- [What to work on]:
Copy the entries from the first line through the line containing "List every instance of the bench", inclusive, changing "outer ring" to "exterior ring" and leaving everything else unchanged.

- [Supplied entries]:
┌────────
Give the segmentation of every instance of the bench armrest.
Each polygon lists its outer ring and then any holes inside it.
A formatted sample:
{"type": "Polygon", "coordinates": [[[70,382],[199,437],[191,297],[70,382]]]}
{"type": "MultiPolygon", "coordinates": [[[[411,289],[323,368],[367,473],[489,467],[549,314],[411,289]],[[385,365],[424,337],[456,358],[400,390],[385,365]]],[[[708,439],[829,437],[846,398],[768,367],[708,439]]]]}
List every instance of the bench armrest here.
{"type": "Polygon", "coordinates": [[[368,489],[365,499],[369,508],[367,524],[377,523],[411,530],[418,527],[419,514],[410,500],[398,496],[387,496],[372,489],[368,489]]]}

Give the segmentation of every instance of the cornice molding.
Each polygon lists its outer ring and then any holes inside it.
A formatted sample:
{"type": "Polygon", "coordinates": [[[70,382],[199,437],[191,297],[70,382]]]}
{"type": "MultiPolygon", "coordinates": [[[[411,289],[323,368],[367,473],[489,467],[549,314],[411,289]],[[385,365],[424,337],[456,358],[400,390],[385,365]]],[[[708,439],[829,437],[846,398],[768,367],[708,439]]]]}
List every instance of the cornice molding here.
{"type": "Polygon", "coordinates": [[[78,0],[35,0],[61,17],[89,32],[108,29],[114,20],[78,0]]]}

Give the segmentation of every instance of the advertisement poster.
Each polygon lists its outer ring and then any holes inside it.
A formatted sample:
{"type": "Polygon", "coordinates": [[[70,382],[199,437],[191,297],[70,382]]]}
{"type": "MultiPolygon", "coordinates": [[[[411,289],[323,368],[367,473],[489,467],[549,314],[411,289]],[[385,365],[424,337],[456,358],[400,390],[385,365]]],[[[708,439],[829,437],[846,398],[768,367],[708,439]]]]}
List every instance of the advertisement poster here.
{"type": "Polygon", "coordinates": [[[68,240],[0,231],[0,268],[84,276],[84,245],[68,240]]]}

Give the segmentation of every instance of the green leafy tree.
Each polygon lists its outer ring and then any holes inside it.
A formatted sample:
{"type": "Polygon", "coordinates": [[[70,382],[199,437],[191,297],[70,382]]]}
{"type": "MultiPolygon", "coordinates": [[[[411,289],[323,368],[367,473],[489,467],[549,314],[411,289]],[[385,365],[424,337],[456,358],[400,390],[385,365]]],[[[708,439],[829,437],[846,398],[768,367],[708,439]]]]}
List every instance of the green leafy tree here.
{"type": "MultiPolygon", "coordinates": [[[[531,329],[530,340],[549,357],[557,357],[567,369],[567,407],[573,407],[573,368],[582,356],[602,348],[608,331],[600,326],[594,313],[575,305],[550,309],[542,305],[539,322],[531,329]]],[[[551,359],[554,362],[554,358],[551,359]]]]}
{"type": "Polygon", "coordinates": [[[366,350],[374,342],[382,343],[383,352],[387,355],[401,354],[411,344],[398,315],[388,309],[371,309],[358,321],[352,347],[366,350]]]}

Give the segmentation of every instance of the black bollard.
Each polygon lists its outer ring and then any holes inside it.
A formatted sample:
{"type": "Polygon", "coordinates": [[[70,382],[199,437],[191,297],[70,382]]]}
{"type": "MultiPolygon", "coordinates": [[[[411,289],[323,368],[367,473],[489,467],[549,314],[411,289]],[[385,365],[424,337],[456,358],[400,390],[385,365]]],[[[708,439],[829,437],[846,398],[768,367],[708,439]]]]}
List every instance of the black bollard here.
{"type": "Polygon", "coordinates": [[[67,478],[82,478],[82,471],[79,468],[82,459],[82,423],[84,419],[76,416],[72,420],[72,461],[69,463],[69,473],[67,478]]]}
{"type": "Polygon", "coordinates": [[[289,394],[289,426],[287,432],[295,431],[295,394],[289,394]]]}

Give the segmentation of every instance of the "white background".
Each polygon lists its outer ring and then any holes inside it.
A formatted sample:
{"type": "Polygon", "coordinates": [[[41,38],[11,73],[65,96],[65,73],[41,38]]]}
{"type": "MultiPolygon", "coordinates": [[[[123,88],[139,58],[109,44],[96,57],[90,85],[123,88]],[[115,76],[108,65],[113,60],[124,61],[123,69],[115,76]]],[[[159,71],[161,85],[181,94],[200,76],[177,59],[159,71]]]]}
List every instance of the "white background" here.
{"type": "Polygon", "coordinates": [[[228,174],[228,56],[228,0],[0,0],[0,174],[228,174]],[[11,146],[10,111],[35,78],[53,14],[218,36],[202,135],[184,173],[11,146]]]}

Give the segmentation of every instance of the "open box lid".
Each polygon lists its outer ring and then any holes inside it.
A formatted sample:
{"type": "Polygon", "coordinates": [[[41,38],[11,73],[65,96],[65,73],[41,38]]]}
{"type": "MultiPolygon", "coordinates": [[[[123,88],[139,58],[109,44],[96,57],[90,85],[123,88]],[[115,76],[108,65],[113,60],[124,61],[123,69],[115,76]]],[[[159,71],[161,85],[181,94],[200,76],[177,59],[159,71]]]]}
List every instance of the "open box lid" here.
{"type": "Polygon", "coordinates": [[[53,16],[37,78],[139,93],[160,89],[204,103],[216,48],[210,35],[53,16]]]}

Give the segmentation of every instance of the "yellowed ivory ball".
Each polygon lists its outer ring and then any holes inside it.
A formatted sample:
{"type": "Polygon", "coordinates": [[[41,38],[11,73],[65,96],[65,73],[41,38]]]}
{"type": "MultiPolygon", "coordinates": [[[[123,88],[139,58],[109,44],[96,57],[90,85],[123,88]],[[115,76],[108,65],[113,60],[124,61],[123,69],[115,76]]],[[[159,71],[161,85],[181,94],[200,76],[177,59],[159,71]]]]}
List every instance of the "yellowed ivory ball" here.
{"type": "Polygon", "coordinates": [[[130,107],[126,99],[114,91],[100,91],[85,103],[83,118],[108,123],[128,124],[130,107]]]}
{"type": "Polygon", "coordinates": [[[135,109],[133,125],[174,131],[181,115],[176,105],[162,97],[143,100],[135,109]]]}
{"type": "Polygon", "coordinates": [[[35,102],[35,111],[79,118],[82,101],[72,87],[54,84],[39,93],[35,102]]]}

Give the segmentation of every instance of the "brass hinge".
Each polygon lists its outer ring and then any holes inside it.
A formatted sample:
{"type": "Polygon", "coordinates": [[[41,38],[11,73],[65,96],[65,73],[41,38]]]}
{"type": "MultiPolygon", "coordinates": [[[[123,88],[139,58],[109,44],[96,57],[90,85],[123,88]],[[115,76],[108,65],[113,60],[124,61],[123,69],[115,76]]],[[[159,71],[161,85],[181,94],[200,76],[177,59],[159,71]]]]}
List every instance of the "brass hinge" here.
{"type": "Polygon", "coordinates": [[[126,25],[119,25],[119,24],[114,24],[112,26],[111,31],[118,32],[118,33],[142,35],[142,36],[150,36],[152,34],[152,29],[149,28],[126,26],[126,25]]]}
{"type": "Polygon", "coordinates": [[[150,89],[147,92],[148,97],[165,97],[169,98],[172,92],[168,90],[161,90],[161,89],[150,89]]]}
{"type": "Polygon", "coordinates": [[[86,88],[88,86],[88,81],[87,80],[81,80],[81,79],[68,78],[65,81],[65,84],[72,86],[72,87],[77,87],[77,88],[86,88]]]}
└────────
- [Answer to this exercise]:
Give the segmentation of every instance of the bench armrest.
Each polygon lists its exterior ring and then any holes inside it.
A formatted sample:
{"type": "Polygon", "coordinates": [[[70,382],[199,437],[191,297],[70,382]]]}
{"type": "MultiPolygon", "coordinates": [[[[411,289],[323,368],[367,473],[489,467],[549,314],[411,289]],[[385,365],[424,337],[456,358],[400,390],[385,365]]],[[[708,439],[829,437],[846,398],[768,367],[708,439]]]]}
List every instance of the bench armrest here.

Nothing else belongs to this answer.